• **Tarea a realizar**
Prosigue el texto sobre la vida ermitaña a partir de su última frase.

• **Texto proporcionado**
Encerrado cuarenta días

Sin embargo, tampoco en este tipo de vida ermitaña todo da lo mismo. “¿Quién se encerrará mejor, por más tiempo?” se preguntó Barthes en relación con la historia de la anacoresis y describió una verdadera “olimpíada de las ascesis”. Por ejemplo, estaba el asceta Simeón Estilita, que pasó todo un verano enterrado hasta el cuello en un jardín. Habiéndole tomado el gusto, se hizo encerrar cuarenta días. Por fin, en el año 423 subió a lo alto de una columna para vivir veinte metros más arriba que sus prójimos y más cerca de Dios.

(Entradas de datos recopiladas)
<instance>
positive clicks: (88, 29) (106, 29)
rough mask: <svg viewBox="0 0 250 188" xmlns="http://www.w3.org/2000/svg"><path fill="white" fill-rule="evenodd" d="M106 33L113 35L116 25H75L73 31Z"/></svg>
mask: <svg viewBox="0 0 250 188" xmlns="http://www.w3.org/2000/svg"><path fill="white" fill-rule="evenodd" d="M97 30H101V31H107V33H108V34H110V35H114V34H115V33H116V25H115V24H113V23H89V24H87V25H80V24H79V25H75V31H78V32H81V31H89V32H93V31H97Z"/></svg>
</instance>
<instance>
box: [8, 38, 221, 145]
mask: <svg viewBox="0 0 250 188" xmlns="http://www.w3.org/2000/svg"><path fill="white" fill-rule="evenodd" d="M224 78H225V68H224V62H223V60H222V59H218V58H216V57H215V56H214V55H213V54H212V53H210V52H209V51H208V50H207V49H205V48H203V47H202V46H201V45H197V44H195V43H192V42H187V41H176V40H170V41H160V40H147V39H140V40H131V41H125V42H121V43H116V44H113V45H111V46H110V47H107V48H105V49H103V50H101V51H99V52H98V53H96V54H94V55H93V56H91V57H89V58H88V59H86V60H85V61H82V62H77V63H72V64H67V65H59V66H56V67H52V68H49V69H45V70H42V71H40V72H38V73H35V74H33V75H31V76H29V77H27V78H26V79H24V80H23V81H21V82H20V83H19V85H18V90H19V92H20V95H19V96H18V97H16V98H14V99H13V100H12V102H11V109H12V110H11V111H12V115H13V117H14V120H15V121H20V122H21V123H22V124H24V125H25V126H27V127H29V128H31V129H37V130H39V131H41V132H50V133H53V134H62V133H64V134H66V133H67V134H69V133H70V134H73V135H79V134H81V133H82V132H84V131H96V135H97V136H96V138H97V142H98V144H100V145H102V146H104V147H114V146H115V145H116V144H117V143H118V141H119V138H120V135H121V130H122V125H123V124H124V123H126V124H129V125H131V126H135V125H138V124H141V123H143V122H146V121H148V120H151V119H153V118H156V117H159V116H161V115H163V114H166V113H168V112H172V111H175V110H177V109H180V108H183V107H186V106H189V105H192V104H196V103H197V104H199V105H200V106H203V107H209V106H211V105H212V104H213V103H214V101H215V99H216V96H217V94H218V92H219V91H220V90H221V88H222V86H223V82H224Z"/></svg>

• **Respuesta**
Barthes, sin embargo, descubrió su ideal en el monte griego Athos. Allí se desarrolló una forma de la vida ermitaña para la que él inventó el concepto de idiorritmia. Allí los ermitaños vivían solos o con dos o tres compañeros de orden y seguían en todo el propio ritmo, pero estaban incluidos en una comunidad monacal mayor con la que mantenían encuentros esporádicos. Para Barthes, esta era la utopía de una vida libre que se mantenía justo en el punto medio entre las formas represivas del monasterio, de la escuela, de la fábrica y de la no menos represiva soledad total.

Seguramente, el desafío mayor que la mayoría de nosotros tiene en estos días es encontrar ese ritmo propio que celebraba Barthes. Para los niños quizás sea una gran oportunidad: ¡ya no hay que levantarse tan temprano! Y no hay que sostener la atención cuarenta minutos, algo que los adultos no pueden hacer ni siquiera diez sin que se vuelvan necesarios el siguiente cigarrillo, la siguiente taza de té o el siguiente episodio de una ensoñación diurna de contenido inapropiado.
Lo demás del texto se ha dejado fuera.